What to do
Copy the records below verbatim, everything from the line containing "of the tire" down to the line containing "point(360, 228)", with both of those lines included.

>>>>>

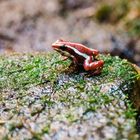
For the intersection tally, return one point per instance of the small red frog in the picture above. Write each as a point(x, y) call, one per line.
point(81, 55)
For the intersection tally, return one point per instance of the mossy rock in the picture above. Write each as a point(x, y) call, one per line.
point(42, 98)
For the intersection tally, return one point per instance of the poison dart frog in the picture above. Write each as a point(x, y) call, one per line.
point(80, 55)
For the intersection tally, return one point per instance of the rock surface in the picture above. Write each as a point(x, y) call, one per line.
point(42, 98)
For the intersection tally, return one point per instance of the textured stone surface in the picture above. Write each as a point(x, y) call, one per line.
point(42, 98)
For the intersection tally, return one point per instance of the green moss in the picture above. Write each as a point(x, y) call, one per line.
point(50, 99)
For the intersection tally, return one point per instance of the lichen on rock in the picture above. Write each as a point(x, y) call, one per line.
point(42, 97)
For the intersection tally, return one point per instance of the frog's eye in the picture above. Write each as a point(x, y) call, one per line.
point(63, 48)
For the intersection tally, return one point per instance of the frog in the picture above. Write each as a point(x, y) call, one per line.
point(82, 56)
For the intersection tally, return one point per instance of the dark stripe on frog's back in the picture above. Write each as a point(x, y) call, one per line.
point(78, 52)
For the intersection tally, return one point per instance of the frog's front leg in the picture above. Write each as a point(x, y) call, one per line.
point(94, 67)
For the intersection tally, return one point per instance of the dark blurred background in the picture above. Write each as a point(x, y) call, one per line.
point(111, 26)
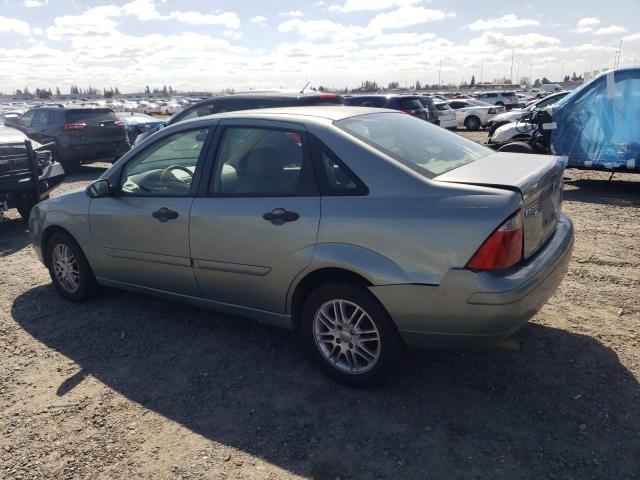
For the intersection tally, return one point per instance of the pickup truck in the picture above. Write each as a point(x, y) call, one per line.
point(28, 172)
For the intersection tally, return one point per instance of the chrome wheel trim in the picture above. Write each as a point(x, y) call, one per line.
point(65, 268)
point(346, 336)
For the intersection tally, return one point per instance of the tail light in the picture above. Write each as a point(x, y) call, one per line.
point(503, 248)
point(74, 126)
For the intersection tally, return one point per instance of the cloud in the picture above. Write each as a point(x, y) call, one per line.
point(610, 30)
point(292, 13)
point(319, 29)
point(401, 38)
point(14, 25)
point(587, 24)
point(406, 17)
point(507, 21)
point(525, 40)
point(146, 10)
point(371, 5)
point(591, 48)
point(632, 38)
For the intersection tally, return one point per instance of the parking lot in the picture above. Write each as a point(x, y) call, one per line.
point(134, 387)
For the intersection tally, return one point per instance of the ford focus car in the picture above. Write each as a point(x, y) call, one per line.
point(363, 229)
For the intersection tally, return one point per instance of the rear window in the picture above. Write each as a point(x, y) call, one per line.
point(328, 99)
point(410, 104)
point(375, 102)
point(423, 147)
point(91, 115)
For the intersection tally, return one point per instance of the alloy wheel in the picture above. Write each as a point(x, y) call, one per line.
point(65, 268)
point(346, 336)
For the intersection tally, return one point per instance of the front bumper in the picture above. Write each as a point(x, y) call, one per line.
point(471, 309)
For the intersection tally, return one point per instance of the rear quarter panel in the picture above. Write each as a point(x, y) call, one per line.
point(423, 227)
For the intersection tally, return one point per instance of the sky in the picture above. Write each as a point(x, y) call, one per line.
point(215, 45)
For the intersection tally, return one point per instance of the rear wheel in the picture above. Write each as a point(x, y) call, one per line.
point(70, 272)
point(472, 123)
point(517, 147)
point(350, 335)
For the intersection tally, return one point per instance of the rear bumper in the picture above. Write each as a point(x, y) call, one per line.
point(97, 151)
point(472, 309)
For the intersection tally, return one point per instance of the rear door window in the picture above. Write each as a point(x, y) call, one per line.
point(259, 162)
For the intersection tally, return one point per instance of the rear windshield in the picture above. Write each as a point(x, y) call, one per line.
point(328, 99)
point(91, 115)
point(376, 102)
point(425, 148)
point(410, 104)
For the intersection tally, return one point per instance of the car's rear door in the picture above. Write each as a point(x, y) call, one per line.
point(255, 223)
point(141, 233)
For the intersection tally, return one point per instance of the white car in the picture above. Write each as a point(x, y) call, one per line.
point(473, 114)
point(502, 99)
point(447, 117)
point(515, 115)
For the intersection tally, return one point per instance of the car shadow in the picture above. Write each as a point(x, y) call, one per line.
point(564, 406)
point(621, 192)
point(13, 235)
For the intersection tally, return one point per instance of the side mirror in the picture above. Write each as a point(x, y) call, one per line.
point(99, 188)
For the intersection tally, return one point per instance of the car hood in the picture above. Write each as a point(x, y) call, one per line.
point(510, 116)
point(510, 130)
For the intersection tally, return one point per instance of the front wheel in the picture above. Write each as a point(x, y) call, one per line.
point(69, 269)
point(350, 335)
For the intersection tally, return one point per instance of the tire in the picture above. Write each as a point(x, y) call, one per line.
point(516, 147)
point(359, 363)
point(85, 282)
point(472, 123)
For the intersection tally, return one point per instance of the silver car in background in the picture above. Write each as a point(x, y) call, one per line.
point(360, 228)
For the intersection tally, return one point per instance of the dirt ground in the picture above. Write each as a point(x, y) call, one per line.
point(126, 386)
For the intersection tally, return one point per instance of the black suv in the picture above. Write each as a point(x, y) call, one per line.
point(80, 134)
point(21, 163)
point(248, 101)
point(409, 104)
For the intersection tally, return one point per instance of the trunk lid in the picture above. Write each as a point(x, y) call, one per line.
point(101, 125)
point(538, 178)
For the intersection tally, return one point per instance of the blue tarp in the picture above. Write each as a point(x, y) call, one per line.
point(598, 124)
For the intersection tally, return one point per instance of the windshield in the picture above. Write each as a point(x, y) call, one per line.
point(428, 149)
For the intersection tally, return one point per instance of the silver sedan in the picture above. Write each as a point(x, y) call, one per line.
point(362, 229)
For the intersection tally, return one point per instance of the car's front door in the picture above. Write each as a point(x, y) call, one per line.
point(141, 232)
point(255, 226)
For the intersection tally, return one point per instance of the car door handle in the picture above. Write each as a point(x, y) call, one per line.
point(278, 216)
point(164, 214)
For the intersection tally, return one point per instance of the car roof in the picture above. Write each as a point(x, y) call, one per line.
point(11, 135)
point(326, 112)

<<<<<

Result of this exercise
For the intersection tally, return one point per instance of the tire in the picture above. Write each as a point(x, y) call, one per line.
point(516, 147)
point(359, 363)
point(85, 282)
point(472, 123)
For the intersection tally, return one point per instance of the silver car in background in the picture above. Write each as a point(x, y) call, one per line.
point(360, 228)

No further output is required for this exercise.